> _SUPPLIED PASSAGE_
────────────────────────────────────────
The function generate_patches slides over the region to calculate the white pixels then calculates the statistics and then selects the region with the least amount of pixels (PAB97).

In [None]:
def generate_patches(image, window_size=200, stride=128, k=20):
        
    max_width, max_height = image.shape[0], image.shape[1]
    regions_container = []
    i = 0
    
    while window_size + stride*i <= max_height:
        j = 0
        
        while window_size + stride*j <= max_width:            
            x_top_left_pixel = j * stride
            y_top_left_pixel = i * stride
            
            patch = image[
                x_top_left_pixel : x_top_left_pixel + window_size,
                y_top_left_pixel : y_top_left_pixel + window_size,
                :
            ]
            
            ratio_white_pixels, green_concentration, blue_concentration = compute_statistics(patch)
            
            region_tuple = (x_top_left_pixel, y_top_left_pixel, ratio_white_pixels, green_concentration, blue_concentration)
            regions_container.append(region_tuple)
            
            j += 1
        
        i += 1
    
    k_best_region_coordinates = select_k_best_regions(regions_container, k=k)
    k_best_regions = get_k_best_regions(k_best_region_coordinates, image, window_size)
    
    return image, k_best_region_coordinates, k_best_regions

The function glue_to_one_picture glues the 16 patches into one 4X4 image (PAB97).

In [None]:
def glue_to_one_picture(image_patches, window_size=200, k=16):
    side = int(np.sqrt(k))
    image = np.zeros((side*window_size, side*window_size, 3), dtype=np.int16)
        
    for i, patch in image_patches.items():
        x = i // side
        y = i % side
        image[
            x * window_size : (x+1) * window_size,
            y * window_size : (y+1) * window_size,
            :
        ] = patch
    
    return image

In [None]:
WINDOW_SIZE = 128
STRIDE = 64
K = 16

The get_i function takes the original image of the biopsy and prepares the image for training.
────────────────────────────────────────
> _DATA SUPPLIED_
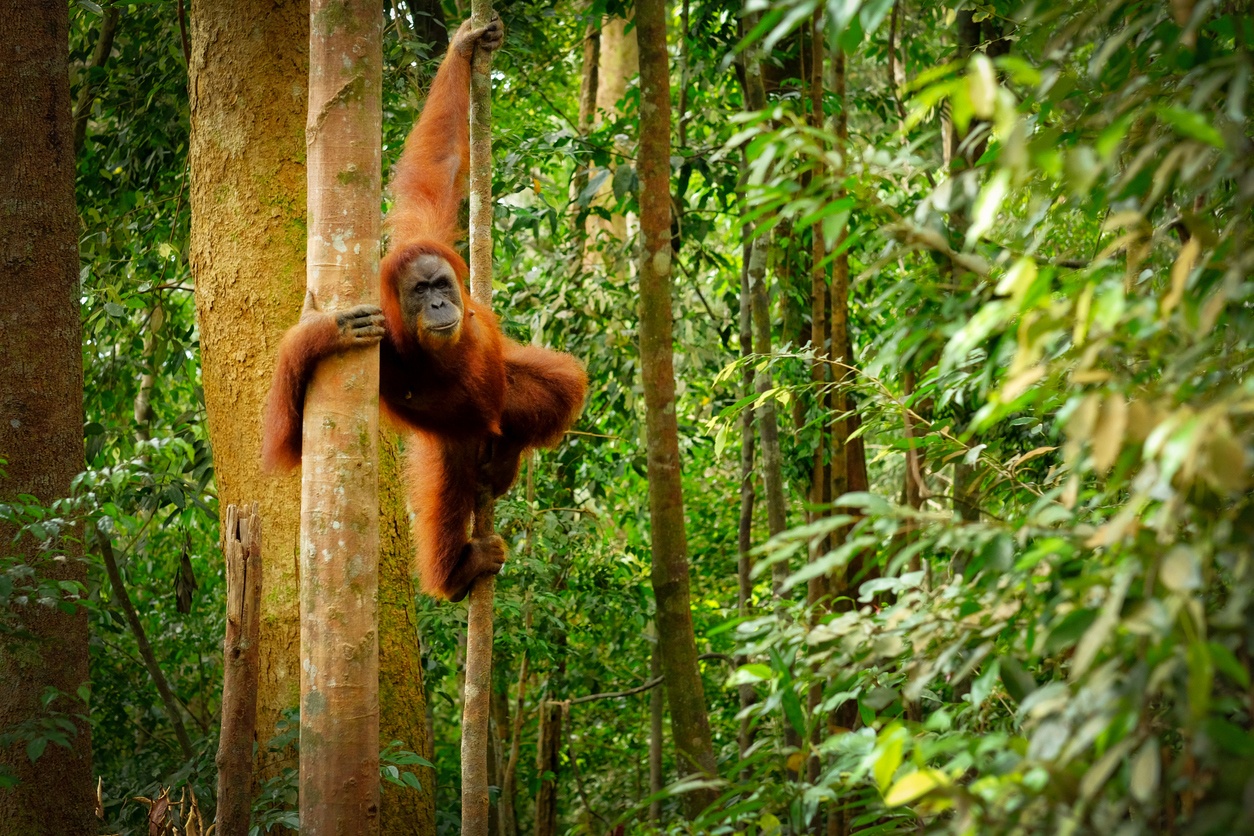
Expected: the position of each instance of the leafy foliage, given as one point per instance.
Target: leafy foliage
(1048, 242)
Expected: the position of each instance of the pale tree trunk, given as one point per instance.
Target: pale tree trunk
(87, 92)
(587, 115)
(477, 705)
(248, 69)
(401, 696)
(618, 60)
(242, 557)
(685, 692)
(760, 308)
(848, 456)
(339, 567)
(548, 757)
(820, 478)
(656, 731)
(42, 404)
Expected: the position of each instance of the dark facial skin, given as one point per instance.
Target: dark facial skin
(430, 298)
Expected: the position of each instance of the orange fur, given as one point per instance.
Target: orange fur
(472, 405)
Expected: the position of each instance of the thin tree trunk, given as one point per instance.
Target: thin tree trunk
(42, 404)
(685, 692)
(745, 529)
(497, 745)
(548, 752)
(759, 296)
(429, 24)
(820, 480)
(478, 683)
(247, 256)
(508, 783)
(87, 92)
(240, 669)
(401, 694)
(656, 722)
(587, 117)
(339, 776)
(146, 651)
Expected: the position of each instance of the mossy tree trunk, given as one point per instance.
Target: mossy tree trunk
(248, 69)
(685, 692)
(42, 404)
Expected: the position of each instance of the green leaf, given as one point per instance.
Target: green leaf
(888, 757)
(987, 206)
(1191, 124)
(1146, 768)
(914, 786)
(793, 710)
(1228, 663)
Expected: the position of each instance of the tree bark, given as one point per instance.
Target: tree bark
(339, 573)
(587, 117)
(250, 63)
(745, 529)
(656, 723)
(477, 705)
(42, 404)
(548, 753)
(87, 92)
(759, 298)
(820, 479)
(685, 692)
(247, 77)
(508, 782)
(240, 669)
(617, 62)
(429, 25)
(401, 696)
(146, 651)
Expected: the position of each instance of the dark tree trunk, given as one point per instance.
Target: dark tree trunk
(42, 404)
(685, 693)
(240, 671)
(548, 753)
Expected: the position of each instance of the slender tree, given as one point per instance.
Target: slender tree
(339, 578)
(42, 404)
(760, 320)
(685, 693)
(479, 629)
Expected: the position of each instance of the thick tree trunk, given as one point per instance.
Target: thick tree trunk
(685, 692)
(339, 572)
(248, 70)
(242, 555)
(250, 63)
(42, 402)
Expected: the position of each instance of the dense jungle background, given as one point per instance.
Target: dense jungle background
(962, 340)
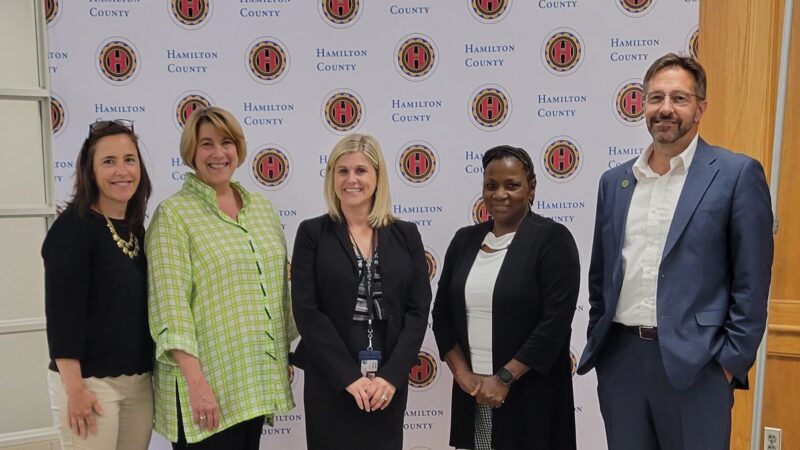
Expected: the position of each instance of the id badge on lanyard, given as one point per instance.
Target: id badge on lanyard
(369, 359)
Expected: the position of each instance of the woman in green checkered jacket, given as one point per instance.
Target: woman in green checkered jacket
(218, 300)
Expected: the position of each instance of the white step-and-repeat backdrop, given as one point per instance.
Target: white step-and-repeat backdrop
(437, 82)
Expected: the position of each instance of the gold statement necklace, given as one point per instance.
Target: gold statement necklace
(129, 247)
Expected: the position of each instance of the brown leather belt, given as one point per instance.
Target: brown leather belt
(646, 333)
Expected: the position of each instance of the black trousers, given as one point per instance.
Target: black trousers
(244, 435)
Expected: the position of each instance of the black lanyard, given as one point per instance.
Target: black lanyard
(368, 268)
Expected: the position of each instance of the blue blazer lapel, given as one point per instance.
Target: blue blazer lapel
(701, 173)
(623, 192)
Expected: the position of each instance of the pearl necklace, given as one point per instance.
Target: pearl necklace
(129, 247)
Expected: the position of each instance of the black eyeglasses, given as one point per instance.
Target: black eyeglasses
(677, 98)
(100, 124)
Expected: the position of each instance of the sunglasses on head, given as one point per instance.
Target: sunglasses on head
(100, 124)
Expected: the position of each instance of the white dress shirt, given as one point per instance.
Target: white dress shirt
(478, 294)
(649, 218)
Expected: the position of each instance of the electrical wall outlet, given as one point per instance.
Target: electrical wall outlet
(772, 438)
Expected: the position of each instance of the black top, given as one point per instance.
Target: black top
(95, 297)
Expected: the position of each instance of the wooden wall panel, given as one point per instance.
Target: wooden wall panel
(740, 49)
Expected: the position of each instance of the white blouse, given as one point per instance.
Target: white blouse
(478, 293)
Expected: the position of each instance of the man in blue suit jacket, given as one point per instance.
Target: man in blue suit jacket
(679, 276)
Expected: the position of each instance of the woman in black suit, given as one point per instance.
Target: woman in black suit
(502, 318)
(361, 296)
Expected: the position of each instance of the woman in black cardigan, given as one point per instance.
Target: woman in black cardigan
(359, 288)
(502, 318)
(96, 298)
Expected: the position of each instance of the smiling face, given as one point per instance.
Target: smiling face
(117, 172)
(215, 159)
(507, 193)
(667, 122)
(355, 181)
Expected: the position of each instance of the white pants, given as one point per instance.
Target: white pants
(127, 420)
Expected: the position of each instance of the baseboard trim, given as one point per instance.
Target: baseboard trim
(27, 325)
(28, 436)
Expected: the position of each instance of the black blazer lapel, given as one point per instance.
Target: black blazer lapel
(343, 235)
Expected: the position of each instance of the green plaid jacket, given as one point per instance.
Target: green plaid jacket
(218, 290)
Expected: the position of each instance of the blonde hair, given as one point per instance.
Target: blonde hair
(381, 213)
(220, 119)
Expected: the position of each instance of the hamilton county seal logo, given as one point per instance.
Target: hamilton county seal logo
(52, 9)
(430, 261)
(423, 374)
(635, 8)
(693, 43)
(562, 52)
(489, 11)
(629, 103)
(58, 115)
(490, 106)
(117, 61)
(267, 60)
(561, 158)
(190, 14)
(342, 111)
(479, 213)
(417, 163)
(416, 57)
(271, 167)
(340, 13)
(187, 104)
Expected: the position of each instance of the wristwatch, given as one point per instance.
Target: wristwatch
(505, 376)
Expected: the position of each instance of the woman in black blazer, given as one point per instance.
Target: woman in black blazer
(502, 318)
(359, 289)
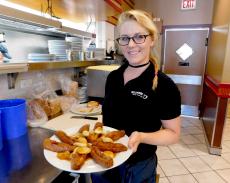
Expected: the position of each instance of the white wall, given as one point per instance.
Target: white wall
(104, 31)
(170, 12)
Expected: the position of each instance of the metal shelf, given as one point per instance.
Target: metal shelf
(62, 64)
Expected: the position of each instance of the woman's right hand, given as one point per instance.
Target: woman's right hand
(134, 141)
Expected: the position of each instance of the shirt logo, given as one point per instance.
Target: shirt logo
(139, 94)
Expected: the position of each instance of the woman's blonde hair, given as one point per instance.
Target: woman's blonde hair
(146, 21)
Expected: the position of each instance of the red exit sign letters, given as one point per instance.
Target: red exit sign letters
(188, 4)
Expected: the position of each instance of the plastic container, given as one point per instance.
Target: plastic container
(13, 118)
(1, 144)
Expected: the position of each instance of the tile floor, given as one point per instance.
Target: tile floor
(188, 161)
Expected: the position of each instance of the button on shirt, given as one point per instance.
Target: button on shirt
(135, 106)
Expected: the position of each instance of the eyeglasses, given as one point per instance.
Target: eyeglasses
(138, 39)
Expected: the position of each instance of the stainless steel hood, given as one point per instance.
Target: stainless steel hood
(75, 32)
(15, 18)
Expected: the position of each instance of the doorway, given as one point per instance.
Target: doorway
(184, 60)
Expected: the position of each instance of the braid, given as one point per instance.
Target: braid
(155, 79)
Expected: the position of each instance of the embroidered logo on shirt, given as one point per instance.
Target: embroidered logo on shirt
(139, 94)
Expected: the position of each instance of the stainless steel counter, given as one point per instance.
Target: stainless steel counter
(26, 163)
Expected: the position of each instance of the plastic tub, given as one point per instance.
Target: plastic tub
(13, 118)
(1, 144)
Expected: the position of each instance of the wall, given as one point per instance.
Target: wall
(218, 64)
(169, 11)
(104, 31)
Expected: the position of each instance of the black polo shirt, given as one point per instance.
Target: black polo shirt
(135, 106)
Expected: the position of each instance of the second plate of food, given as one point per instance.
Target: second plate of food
(90, 166)
(84, 109)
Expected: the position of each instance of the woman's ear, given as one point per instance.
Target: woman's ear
(152, 43)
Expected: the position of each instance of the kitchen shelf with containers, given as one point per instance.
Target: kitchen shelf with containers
(25, 67)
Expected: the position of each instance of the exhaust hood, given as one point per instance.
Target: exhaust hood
(18, 19)
(75, 32)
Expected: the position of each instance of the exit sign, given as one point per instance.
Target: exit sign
(188, 4)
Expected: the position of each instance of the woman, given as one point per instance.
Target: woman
(140, 99)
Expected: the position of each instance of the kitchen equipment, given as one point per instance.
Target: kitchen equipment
(85, 117)
(96, 78)
(1, 145)
(13, 118)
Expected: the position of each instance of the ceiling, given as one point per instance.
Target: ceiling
(80, 10)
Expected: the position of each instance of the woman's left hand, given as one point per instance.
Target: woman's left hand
(134, 141)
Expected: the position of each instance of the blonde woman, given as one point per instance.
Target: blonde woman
(140, 99)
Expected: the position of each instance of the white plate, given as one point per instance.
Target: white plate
(82, 109)
(90, 165)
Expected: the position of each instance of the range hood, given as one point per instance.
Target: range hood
(75, 32)
(18, 19)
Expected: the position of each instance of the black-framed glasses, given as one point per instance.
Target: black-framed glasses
(138, 39)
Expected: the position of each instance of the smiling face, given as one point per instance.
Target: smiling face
(136, 54)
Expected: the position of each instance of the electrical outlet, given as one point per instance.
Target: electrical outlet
(25, 83)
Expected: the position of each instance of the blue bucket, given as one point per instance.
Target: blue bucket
(13, 118)
(1, 145)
────────────────────────────────────────
> _ASSIGNMENT_
Pick up the biopsy image patch walkthrough right after its last sentence, about the get_i function, and keep it going. You won't need the material for this.

> _OUTPUT OF THE EXERCISE_
In [None]:
def get_i(image):
    for i, img in enumerate(image):
        url = data_dir + img + '.tiff'
        enhanced_image = enhance_image (url)
        image, best_coordinates, best_regions = generate_patches(enhanced_image, window_size=WINDOW_SIZE, stride=STRIDE, k=K)
        glued_image = glue_to_one_picture(best_regions, window_size=WINDOW_SIZE, k=K)
        glued_image = np.uint8(glued_image)
        return tensor(glued_image)

# Preparing for Training

This part of the code prepares the images for training.  The images are properly labeled.  A batch of images are shown to make sure everything is working properly.

In [None]:
blocks = (
          ImageBlock,
          CategoryBlock
          )    
getters = [
           get_i,
           ColReader('isup_grade')
          ]
trends = DataBlock(blocks=blocks,
              splitter=RandomSplitter(),
              getters=getters,
              item_tfms=Resize(512),
              )

In [None]:
dls = trends.dataloaders(train_df, bs=16)

In [None]:
dls.show_batch()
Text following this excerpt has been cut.